• **EXERCISE REQUIREMENTS**:
Your copy of the entries must be exact, and it must not include the pictures.
Top of INPUT DATA
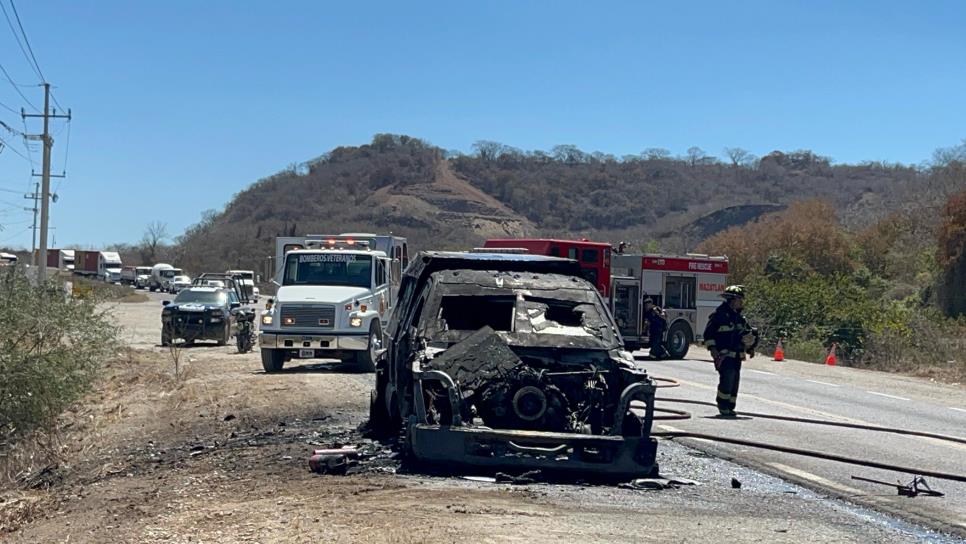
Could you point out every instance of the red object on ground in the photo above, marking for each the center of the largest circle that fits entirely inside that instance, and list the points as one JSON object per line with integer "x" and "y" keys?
{"x": 831, "y": 360}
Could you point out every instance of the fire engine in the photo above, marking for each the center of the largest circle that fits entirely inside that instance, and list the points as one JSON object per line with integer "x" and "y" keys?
{"x": 686, "y": 286}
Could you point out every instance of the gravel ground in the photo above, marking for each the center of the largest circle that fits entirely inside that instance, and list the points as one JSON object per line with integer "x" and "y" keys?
{"x": 220, "y": 455}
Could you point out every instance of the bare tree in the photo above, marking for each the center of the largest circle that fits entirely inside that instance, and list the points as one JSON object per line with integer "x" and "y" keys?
{"x": 696, "y": 156}
{"x": 655, "y": 153}
{"x": 154, "y": 236}
{"x": 739, "y": 156}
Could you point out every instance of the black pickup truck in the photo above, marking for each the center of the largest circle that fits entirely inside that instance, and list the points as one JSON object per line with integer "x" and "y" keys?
{"x": 199, "y": 313}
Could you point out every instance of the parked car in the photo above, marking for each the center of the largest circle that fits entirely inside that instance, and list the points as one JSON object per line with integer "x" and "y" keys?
{"x": 199, "y": 313}
{"x": 178, "y": 283}
{"x": 497, "y": 361}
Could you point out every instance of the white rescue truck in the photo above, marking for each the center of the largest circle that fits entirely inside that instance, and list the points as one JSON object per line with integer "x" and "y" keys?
{"x": 688, "y": 287}
{"x": 335, "y": 295}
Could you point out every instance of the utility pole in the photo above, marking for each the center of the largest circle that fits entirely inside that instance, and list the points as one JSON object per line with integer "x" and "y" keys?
{"x": 45, "y": 175}
{"x": 35, "y": 196}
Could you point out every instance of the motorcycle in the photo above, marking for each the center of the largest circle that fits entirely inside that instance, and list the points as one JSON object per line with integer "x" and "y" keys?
{"x": 245, "y": 338}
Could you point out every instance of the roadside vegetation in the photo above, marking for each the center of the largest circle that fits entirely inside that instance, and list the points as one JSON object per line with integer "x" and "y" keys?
{"x": 51, "y": 348}
{"x": 890, "y": 296}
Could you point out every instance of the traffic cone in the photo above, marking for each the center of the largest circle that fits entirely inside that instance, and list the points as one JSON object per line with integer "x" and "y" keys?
{"x": 830, "y": 360}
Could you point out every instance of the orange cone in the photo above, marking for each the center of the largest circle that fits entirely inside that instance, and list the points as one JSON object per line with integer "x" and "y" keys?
{"x": 831, "y": 360}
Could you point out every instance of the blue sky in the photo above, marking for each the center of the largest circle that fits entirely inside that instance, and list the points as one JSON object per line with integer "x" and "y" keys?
{"x": 178, "y": 105}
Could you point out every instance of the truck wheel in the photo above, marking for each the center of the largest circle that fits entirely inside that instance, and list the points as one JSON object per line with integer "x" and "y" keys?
{"x": 679, "y": 338}
{"x": 366, "y": 360}
{"x": 380, "y": 421}
{"x": 272, "y": 360}
{"x": 225, "y": 335}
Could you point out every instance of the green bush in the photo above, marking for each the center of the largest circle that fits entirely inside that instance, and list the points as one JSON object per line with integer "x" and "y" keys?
{"x": 51, "y": 347}
{"x": 793, "y": 302}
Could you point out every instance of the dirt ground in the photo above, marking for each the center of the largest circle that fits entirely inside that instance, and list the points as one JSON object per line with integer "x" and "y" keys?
{"x": 219, "y": 453}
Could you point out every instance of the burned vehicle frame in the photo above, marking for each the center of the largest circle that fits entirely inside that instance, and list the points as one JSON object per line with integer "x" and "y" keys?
{"x": 512, "y": 362}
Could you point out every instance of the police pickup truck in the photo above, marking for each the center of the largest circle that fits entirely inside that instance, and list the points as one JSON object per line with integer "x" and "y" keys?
{"x": 334, "y": 298}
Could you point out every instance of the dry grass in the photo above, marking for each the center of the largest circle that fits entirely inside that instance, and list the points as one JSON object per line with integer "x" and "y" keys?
{"x": 18, "y": 509}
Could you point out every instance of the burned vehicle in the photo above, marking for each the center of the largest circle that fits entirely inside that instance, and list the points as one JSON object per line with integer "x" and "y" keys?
{"x": 507, "y": 362}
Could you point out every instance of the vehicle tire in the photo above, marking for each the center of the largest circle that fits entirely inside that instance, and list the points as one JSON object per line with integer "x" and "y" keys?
{"x": 679, "y": 339}
{"x": 225, "y": 335}
{"x": 272, "y": 360}
{"x": 381, "y": 422}
{"x": 366, "y": 360}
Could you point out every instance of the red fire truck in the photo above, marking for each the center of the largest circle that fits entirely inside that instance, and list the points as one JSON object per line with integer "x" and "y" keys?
{"x": 686, "y": 286}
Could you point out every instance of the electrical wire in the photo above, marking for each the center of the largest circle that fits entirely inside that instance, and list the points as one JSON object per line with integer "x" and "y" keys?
{"x": 66, "y": 157}
{"x": 36, "y": 65}
{"x": 8, "y": 108}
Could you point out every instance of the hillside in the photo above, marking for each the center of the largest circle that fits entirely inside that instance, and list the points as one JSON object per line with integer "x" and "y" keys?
{"x": 406, "y": 186}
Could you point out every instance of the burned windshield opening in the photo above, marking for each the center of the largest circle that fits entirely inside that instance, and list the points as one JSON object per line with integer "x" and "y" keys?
{"x": 470, "y": 313}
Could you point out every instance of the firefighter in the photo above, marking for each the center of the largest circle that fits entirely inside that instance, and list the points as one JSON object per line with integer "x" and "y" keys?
{"x": 656, "y": 326}
{"x": 729, "y": 338}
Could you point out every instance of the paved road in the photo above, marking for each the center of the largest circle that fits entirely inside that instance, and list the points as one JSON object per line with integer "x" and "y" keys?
{"x": 840, "y": 394}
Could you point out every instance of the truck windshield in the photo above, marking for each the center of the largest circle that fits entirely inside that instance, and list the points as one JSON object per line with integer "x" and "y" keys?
{"x": 328, "y": 269}
{"x": 201, "y": 297}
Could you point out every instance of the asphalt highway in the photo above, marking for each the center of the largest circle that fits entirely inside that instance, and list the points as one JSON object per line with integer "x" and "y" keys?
{"x": 794, "y": 388}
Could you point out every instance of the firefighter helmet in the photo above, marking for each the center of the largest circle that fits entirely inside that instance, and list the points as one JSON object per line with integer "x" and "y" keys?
{"x": 734, "y": 291}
Bottom of INPUT DATA
• **SOLUTION TO THIS TASK**:
Could you point out every instance of the red object on ground in the photo above, marking for each the center of the largest circle that fits entirely inside that instance, and list the points as one JSON object per line with integer "x" and "y" keys?
{"x": 831, "y": 360}
Could you point out every instance of the fire engine in the photo above, marking for each the center of the largest circle that fits entirely inside that instance, and list the points as one JSON object per line with integer "x" and "y" keys?
{"x": 686, "y": 286}
Could you point out every instance of the gravel ground in the photo above, marking for each the center of the largest circle that fits entirely inside that instance, and list the points as one JSON object per line with integer "x" and "y" keys?
{"x": 220, "y": 455}
Could you point out every instance of the bare tree in the photo above, marking for each the center of the largest circle that fits entirely inside that instance, and list the points as one JSON object per line with integer "x" and "y" keys?
{"x": 696, "y": 156}
{"x": 655, "y": 153}
{"x": 154, "y": 236}
{"x": 739, "y": 156}
Could you point out every instance of the black pickup truck in the photo above, marking for each the center of the largest circle that fits entirely inside that instance, and list the points as one JSON object per line with integer "x" and "y" keys?
{"x": 199, "y": 313}
Could you point out every instance of the parked car in the photo above, marking for each the center of the largest circle that fits entirely inside that instance, and list the points as one JSON object per line with integer "x" and "y" keys?
{"x": 199, "y": 313}
{"x": 178, "y": 283}
{"x": 497, "y": 361}
Could you point out every instance of the white rescue truck in the photo above, marking for each the center of the largest circle that fits entirely inside that instance, and list the points as one JSON object per line with integer "x" and "y" keys?
{"x": 688, "y": 287}
{"x": 335, "y": 295}
Could you point out every instance of the utility pole in the photo above, marking for each the center of the largest circle that fits entirely inside that instance, and list the points as one JSON object per line with integer "x" and "y" keys?
{"x": 45, "y": 175}
{"x": 35, "y": 196}
Could you point out every instance of the motorcycle in the photo above, marking for each the center of the largest circle that fits entirely inside that instance, and list the points as one JSON object per line with integer "x" and "y" keys?
{"x": 245, "y": 338}
Could you point out every instance of the roadside vegetation in the photo above, marking for each the center of the largest circle that fits entirely inside that instance, and list the points as one JSON object per line with integer "x" and "y" keys?
{"x": 51, "y": 348}
{"x": 890, "y": 296}
Could you point out every instance of the traffic cone in the photo above, marking for each the center of the largest circle that fits entirely inside that instance, and list the points as one JSON object per line with integer "x" and "y" keys?
{"x": 830, "y": 360}
Could you point out every instance of the orange cone in the photo above, marking for each the center of the largest circle that fits entirely inside that instance, and list the points as one JSON object per line with integer "x" and "y" keys?
{"x": 831, "y": 360}
Could you point out every instance of the blue sky in the photo above, marking for each the center of the largest circle that fits entirely inside that instance, and list the points as one JSON object per line with integer "x" and "y" keys?
{"x": 178, "y": 105}
Could you point out every instance of the truck wheel in the photo above, marking for each the center of the largest circle that fits entirely inside that instance, and list the points as one JSON object per line with integer "x" and "y" keys?
{"x": 679, "y": 338}
{"x": 366, "y": 360}
{"x": 380, "y": 421}
{"x": 272, "y": 360}
{"x": 225, "y": 335}
Could you point out every instance of the green bush in the photo above, marking for each the center of the largest circle that fits entirely inside that instance, and list the points as one JSON object per line with integer "x" and "y" keys?
{"x": 51, "y": 347}
{"x": 793, "y": 302}
Could you point out every instance of the dirt ground in the photo above, marking for each the center of the largest circle that fits entirely inside that instance, and list the points as one JSON object per line with integer "x" and "y" keys?
{"x": 219, "y": 453}
Could you point out every instance of the burned vehicle frame in the photo above, marking for each the center of the largest circle that fits entirely inside that instance, and list the points as one JSON object per line with integer "x" and "y" keys?
{"x": 512, "y": 362}
Could you point out every instance of the police pickup truck in the photo above, marking for each the center of the largest circle that fits entirely inside that instance, and list the points as one JSON object per line with integer "x" and "y" keys?
{"x": 334, "y": 298}
Could you point out every instance of the dry grass in the photo above, marking for each the center of the largest circle that fits entirely inside that instance, and list the points as one JSON object per line with integer "x" and "y" keys?
{"x": 18, "y": 509}
Could you point out every instance of the burned vehicle in the photo above, marking for each the center of the largest circle that fits entirely inside that instance, and list the points as one JSON object per line with integer "x" and "y" keys?
{"x": 507, "y": 362}
Could you point out every instance of the vehicle tire in the photo above, marking for each the center of the largest circle that fits entirely inside that instance, and list the points as one JSON object per line with integer "x" and "y" keys?
{"x": 679, "y": 339}
{"x": 225, "y": 335}
{"x": 272, "y": 360}
{"x": 381, "y": 422}
{"x": 366, "y": 360}
Could you point out every instance of the red fire truck in the photo above, marking for each the center of the largest circle that fits entirely inside that instance, and list the points as one JSON object per line with integer "x" and "y" keys?
{"x": 686, "y": 286}
Could you point out every instance of the electrical wire in the photo above, marking for each the center of the largest circle that fits entirely inside that instance, and list the points as one JSON object per line with integer "x" and "y" keys?
{"x": 66, "y": 157}
{"x": 36, "y": 65}
{"x": 8, "y": 108}
Could you point out every instance of the hillside in the photo above, marking for each the center of the largest circle that fits entirely inside that instance, and list the points as one JSON object per line with integer "x" and "y" keys?
{"x": 406, "y": 186}
Could you point out every instance of the burned windshield opening in the photo above, marking for each the center of the largest circle that fits entirely inside that instance, and list the points as one JSON object per line with integer "x" and "y" keys?
{"x": 470, "y": 313}
Could you point out every instance of the firefighter in the photo above, marking for each the center of the largest circle that fits entirely inside that instance, and list the points as one JSON object per line with integer "x" and "y" keys?
{"x": 656, "y": 326}
{"x": 729, "y": 338}
Could you point out every instance of the paved road in the photo above, marking for each the center of the largest circle that fits entirely inside that instance, and list the points as one JSON object per line with integer "x" and "y" keys?
{"x": 840, "y": 394}
Could you point out every instance of the truck windshield in the photo above, marking for each the center of the largest circle that fits entirely inside that instance, and list the points as one JSON object per line with integer "x" and "y" keys?
{"x": 328, "y": 269}
{"x": 201, "y": 297}
Could you point out every instance of the asphalt highway in the photo above, marking for each the center of the largest circle that fits entirely inside that instance, and list the points as one JSON object per line with integer "x" and "y" keys?
{"x": 794, "y": 388}
Could you point out every instance of the firefighter helmet in the photo above, marking for each the center of the largest circle that fits entirely inside that instance, and list the points as one JSON object per line with integer "x" and "y" keys?
{"x": 734, "y": 291}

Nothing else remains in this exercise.